**EXCERPTED PASSAGE:**
--- BEGIN ---

What does -2 do when using psftp.exe? - sftp

I've just come across this line of code in a .bat file:
psftp -2 -l XXXXX 195.2.37.69 -pw XXXXX -P 10022 -b c:\sftp\sendfile.bat -v -bc -be
The help tells me what all the parameters do except for the -2.
Can anybody tell me what the -2 does?

-2 or -1 forces the use of a the corresponding SSH protocol version, so in your example it enforces the use of SSH2. You can also specify -4 or -6 which forces the use of respectively IPv4 or IPv6.

Quoting the psftp documentation:
3.8.3.16 -1 and -2: specify an SSH protocol version
The -1 and -2 options force PuTTY to use version 1 or version 2 of the
SSH protocol. These options are only meaningful if you are using SSH.
These options are equivalent to selecting your preferred SSH protocol
version as ‘1 only’ or ‘2 only’ in the SSH panel of the PuTTY
configuration box (see section 4.18.4).
So the -2 forces SSH version 2.

--- END ---

**SOURCE EXCERPT:**
--- BEGIN ---

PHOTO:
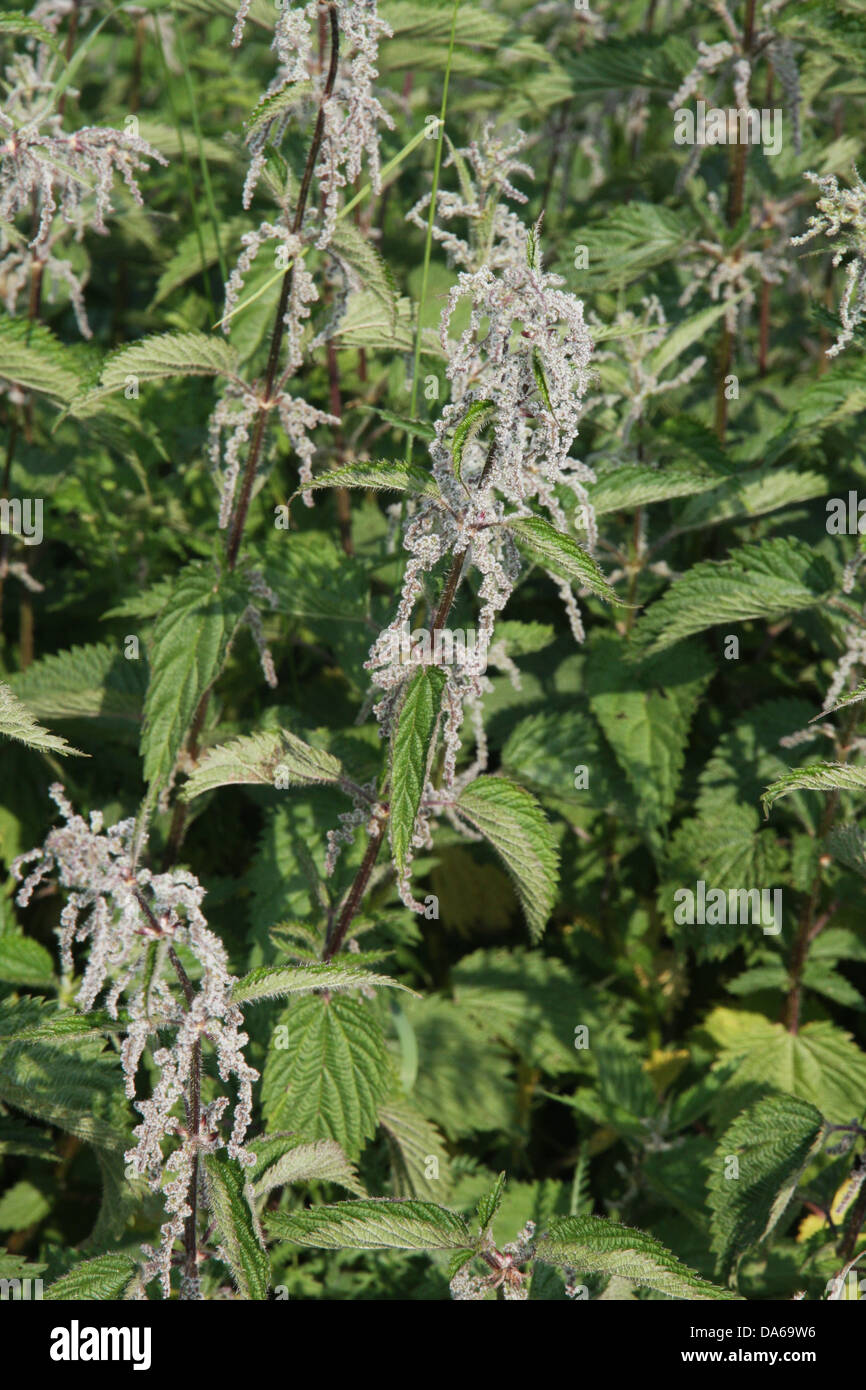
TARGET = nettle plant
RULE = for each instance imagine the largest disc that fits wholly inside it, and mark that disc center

--- END ---

**WHAT TO DO:**
1 > Translate this sentence from the psftp text into Spanish: "These options are only meaningful if you are using SSH."
2 > Rewrite the psftp text between "Can anybody tell" and "(see section 4.18.4).", inclusive, swapping "SSH protocol" for "Secure Shell protocol".

**RESPONSE LIST:**
1 > Estas opciones solo tienen sentido si está usando SSH.

2 >
Can anybody tell me what the -2 does?

-2 or -1 forces the use of a the corresponding Secure Shell protocol version, so in your example it enforces the use of SSH2. You can also specify -4 or -6 which forces the use of respectively IPv4 or IPv6.

Quoting the psftp documentation:
3.8.3.16 -1 and -2: specify an Secure Shell protocol version
The -1 and -2 options force PuTTY to use version 1 or version 2 of the
Secure Shell protocol. These options are only meaningful if you are using SSH.
These options are equivalent to selecting your preferred Secure Shell protocol
version as ‘1 only’ or ‘2 only’ in the SSH panel of the PuTTY
configuration box (see section 4.18.4).